Could you output the lines from the one containing "outline --target=distant pedestrian" through the one containing "60 67 L 59 67", including both, without the pictures?

------------------------------

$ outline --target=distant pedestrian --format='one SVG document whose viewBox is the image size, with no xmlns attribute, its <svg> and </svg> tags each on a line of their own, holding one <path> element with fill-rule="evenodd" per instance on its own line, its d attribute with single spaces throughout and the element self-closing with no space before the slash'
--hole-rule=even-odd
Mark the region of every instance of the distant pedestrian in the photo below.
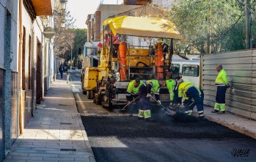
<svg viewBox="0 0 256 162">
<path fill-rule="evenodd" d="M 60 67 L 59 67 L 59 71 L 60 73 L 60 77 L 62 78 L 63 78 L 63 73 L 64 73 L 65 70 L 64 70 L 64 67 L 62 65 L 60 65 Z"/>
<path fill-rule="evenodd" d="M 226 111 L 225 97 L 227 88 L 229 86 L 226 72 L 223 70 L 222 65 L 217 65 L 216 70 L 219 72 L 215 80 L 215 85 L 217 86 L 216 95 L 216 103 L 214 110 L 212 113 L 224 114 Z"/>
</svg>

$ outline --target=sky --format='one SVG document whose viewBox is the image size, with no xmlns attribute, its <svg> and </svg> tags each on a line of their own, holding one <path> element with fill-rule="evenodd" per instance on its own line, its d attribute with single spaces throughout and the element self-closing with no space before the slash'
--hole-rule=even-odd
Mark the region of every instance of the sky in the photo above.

------------------------------

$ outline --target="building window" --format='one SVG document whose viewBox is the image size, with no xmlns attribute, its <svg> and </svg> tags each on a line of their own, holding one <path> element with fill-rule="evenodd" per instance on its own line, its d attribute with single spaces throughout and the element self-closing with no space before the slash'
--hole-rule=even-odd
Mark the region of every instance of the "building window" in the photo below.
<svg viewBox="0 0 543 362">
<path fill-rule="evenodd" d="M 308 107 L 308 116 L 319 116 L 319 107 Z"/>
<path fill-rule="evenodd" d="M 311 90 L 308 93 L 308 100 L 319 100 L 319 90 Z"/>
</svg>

------------------------------

(Solution to the exercise):
$ outline --target=distant pedestrian --format='one SVG document whose viewBox is the image size, with no xmlns attribute, its <svg> and </svg> tags each on a line of their own, holding one <path> element with fill-rule="evenodd" per instance on its own line, its d attribute with single spaces throughout and the element self-closing with no space before the slash'
--hole-rule=even-odd
Mark the region of every instance of the distant pedestrian in the photo below.
<svg viewBox="0 0 256 162">
<path fill-rule="evenodd" d="M 60 67 L 59 67 L 59 71 L 60 73 L 60 77 L 62 78 L 63 78 L 63 73 L 64 73 L 65 70 L 64 70 L 64 67 L 62 65 L 60 65 Z"/>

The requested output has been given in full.